# Activity
Please return the lines, both ends included, that run from the one containing "One pin marks each instance of the street" to the last line of the data below, exactly and alone.

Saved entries

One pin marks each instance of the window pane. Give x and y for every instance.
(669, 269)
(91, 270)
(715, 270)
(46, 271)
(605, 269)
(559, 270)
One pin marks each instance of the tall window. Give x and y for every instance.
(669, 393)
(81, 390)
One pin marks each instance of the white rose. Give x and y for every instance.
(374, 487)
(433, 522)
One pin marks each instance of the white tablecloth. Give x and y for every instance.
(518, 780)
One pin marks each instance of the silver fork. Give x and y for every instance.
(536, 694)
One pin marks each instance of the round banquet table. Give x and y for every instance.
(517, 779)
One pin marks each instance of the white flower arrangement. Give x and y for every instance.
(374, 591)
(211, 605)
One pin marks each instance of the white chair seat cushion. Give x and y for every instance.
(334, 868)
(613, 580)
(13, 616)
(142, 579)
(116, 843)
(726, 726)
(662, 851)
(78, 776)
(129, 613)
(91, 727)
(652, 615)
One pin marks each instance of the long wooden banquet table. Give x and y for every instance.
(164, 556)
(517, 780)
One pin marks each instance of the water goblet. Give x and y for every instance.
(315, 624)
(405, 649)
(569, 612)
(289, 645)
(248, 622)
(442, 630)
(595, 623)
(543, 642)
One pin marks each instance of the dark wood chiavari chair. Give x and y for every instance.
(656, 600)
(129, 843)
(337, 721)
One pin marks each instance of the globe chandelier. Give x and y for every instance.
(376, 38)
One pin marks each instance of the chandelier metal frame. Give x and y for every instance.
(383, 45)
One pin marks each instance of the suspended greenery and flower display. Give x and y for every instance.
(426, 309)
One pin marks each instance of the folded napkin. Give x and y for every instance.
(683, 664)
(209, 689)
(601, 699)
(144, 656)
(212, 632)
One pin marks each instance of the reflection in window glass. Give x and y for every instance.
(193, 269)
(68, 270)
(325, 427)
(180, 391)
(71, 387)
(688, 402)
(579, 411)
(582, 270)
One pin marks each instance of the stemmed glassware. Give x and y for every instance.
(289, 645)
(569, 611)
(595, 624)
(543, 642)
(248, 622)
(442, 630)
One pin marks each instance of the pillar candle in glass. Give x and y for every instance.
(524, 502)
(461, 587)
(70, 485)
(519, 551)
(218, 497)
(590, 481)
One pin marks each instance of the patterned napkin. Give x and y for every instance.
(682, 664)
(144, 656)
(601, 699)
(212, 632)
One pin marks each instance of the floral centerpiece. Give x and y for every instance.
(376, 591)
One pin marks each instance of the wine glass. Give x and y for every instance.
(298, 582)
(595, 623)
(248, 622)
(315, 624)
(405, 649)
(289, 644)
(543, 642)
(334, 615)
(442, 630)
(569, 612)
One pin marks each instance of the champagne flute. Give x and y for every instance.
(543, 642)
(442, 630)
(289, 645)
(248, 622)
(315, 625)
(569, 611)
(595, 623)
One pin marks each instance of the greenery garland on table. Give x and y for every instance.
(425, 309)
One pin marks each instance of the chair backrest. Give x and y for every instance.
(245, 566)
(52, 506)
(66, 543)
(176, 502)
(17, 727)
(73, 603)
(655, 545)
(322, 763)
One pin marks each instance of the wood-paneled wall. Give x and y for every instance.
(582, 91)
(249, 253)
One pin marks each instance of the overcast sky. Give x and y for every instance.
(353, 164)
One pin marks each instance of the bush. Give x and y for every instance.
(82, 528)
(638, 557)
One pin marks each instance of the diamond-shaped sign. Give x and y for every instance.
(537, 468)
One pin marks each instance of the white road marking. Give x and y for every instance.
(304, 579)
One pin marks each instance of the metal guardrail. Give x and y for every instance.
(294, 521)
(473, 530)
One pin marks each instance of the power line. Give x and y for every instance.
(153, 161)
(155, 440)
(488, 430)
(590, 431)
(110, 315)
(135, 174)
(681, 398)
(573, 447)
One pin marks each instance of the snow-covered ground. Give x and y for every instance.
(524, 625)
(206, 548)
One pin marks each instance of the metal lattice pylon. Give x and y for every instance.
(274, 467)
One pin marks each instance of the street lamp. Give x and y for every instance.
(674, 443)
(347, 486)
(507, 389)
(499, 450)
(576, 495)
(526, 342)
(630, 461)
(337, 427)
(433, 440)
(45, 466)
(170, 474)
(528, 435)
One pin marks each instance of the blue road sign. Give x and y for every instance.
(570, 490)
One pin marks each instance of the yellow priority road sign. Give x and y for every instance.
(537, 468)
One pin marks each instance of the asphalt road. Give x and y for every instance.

# Solution to the problem
One pin marks each instance of the street lamp. Give x and y for every instance.
(674, 443)
(347, 486)
(507, 389)
(499, 450)
(576, 495)
(526, 342)
(630, 461)
(337, 427)
(433, 440)
(45, 466)
(170, 474)
(528, 435)
One pin marks each instance of the blue road sign. Give x and y for every instance.
(570, 490)
One pin marks each instance of the yellow priority road sign. Give x and y for every instance.
(537, 468)
One pin marks each instance of the asphalt road. Give x and y for every instance.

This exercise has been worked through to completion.